[Point-per-instance localization data]
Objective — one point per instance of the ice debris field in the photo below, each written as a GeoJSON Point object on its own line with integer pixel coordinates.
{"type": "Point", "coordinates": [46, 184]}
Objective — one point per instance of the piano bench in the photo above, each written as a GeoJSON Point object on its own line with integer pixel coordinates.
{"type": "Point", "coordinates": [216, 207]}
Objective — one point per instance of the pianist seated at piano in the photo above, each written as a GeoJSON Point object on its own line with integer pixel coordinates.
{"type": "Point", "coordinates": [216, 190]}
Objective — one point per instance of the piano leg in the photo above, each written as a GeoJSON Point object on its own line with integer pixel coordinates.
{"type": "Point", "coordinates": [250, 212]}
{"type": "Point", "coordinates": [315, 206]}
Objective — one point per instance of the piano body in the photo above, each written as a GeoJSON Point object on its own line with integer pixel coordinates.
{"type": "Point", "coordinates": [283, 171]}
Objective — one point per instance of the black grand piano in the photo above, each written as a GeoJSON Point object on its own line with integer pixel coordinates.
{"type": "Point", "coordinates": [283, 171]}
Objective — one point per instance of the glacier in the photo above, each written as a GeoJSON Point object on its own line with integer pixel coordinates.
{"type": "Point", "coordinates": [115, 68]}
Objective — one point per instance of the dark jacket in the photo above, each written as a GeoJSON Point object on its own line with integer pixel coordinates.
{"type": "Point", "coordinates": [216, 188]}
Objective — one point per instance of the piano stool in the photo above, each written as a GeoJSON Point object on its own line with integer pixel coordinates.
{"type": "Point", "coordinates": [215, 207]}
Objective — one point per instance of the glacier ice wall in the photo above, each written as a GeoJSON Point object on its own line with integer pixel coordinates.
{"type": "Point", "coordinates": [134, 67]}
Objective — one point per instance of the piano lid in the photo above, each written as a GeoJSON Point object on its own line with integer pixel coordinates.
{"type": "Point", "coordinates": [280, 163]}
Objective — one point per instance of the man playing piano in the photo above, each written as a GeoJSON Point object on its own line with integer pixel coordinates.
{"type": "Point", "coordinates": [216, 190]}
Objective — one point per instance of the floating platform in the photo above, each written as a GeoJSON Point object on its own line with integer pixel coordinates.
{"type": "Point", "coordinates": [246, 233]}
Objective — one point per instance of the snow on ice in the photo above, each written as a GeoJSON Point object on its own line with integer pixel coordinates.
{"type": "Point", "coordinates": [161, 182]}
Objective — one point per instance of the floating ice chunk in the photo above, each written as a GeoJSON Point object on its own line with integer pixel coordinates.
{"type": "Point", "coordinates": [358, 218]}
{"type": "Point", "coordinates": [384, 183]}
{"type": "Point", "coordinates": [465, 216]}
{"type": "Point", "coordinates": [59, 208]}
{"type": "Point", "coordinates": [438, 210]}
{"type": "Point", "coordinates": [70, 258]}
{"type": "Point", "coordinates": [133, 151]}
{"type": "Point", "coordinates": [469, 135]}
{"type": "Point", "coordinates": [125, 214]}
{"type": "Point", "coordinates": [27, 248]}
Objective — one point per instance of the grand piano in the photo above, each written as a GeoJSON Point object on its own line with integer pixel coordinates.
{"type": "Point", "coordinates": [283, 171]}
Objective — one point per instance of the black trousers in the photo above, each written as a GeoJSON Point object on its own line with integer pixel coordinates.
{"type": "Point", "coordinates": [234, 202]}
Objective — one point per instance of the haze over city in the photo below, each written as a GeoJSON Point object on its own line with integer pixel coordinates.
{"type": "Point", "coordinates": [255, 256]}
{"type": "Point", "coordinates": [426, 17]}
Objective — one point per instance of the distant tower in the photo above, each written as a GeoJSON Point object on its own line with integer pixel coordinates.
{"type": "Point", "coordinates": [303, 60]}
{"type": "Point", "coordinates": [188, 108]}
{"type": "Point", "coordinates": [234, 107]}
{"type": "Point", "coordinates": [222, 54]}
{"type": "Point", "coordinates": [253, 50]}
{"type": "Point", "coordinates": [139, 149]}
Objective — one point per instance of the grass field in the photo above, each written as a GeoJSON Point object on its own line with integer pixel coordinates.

ASSIGNMENT: Output the records verbatim, from the first line to the last.

ANSWER TO THIS PROBLEM:
Objective — one point per instance of the ice debris field in the photo below, each written as a GeoJSON Point object on its own line with integer pixel coordinates.
{"type": "Point", "coordinates": [46, 184]}
Objective — one point per instance of the piano bench in the photo above, each written as a GeoJSON Point object on its own line with integer pixel coordinates.
{"type": "Point", "coordinates": [216, 207]}
Objective — one point per instance of the pianist seated at piano in the photo above, each written as a GeoJSON Point object on its own line with integer pixel coordinates.
{"type": "Point", "coordinates": [216, 190]}
Objective — one point per instance of the piano leg in the photo above, each written as a GeoJSON Point object on its own line with integer pixel coordinates.
{"type": "Point", "coordinates": [250, 212]}
{"type": "Point", "coordinates": [315, 206]}
Objective — one point per instance of the piano body in the photo above, each written as a GeoJSON Point object on its own line with integer pixel coordinates.
{"type": "Point", "coordinates": [283, 171]}
Objective — one point per instance of the black grand piano in the photo above, each written as a GeoJSON Point object on its own line with integer pixel coordinates.
{"type": "Point", "coordinates": [283, 171]}
Objective — one point per instance of the glacier in the photo above, each written as a GeoJSON Point object on its own line with integer pixel coordinates.
{"type": "Point", "coordinates": [115, 68]}
Objective — one point per instance of the dark jacket in the photo above, each written as a GeoJSON Point object on its own line with integer pixel coordinates.
{"type": "Point", "coordinates": [216, 188]}
Objective — one point per instance of the piano stool in the photo above, each written as a GeoJSON Point object on its own line with integer pixel coordinates.
{"type": "Point", "coordinates": [215, 207]}
Objective — one point per instance of the glacier ice wall in the photo above, each written as a GeoJSON Point object on its own line with integer pixel coordinates.
{"type": "Point", "coordinates": [134, 67]}
Objective — one point per instance of the piano lid in the photo above, each written as a GeoJSON Point object on its own line with integer pixel coordinates.
{"type": "Point", "coordinates": [280, 163]}
Objective — one point per instance of the man playing piano in the photo above, each written as a GeoJSON Point object on its own line with integer pixel coordinates.
{"type": "Point", "coordinates": [216, 190]}
Objective — one point per instance of the floating platform in the photo above, each written as a GeoJSON Point object on its own line with integer pixel coordinates.
{"type": "Point", "coordinates": [246, 233]}
Objective — one point per instance of the snow on ice in the photo above, each written as a GeoJSON Point object on its own line with integer pixel coordinates.
{"type": "Point", "coordinates": [161, 182]}
Objective — one point per instance of the floating ice chunk in the photo above, each written as a GeoJSON Point object on its own line with integer pixel coordinates.
{"type": "Point", "coordinates": [358, 218]}
{"type": "Point", "coordinates": [384, 183]}
{"type": "Point", "coordinates": [465, 216]}
{"type": "Point", "coordinates": [59, 208]}
{"type": "Point", "coordinates": [438, 210]}
{"type": "Point", "coordinates": [70, 258]}
{"type": "Point", "coordinates": [133, 151]}
{"type": "Point", "coordinates": [469, 135]}
{"type": "Point", "coordinates": [125, 214]}
{"type": "Point", "coordinates": [27, 248]}
Objective — one point per instance of the grand piano in the photo above, each written as a GeoJSON Point object on its own line with integer pixel coordinates.
{"type": "Point", "coordinates": [283, 171]}
Objective — one point per instance of the black trousers in the photo above, each written as a GeoJSON Point object on its own line with integer pixel coordinates.
{"type": "Point", "coordinates": [234, 202]}
Objective — one point per instance of the haze over city in the photo below, each written as a GeoJSON Point object on its own line with integer pixel coordinates.
{"type": "Point", "coordinates": [255, 256]}
{"type": "Point", "coordinates": [426, 17]}
Objective — one point per instance of the distant tower in the photo above, each written as a GeoJSON Point object on its own line with integer pixel coordinates.
{"type": "Point", "coordinates": [303, 60]}
{"type": "Point", "coordinates": [188, 108]}
{"type": "Point", "coordinates": [234, 107]}
{"type": "Point", "coordinates": [222, 54]}
{"type": "Point", "coordinates": [253, 50]}
{"type": "Point", "coordinates": [139, 149]}
Objective — one point per instance of the grass field in the photo above, each written as a GeoJSON Point object on its own line with integer pixel coordinates.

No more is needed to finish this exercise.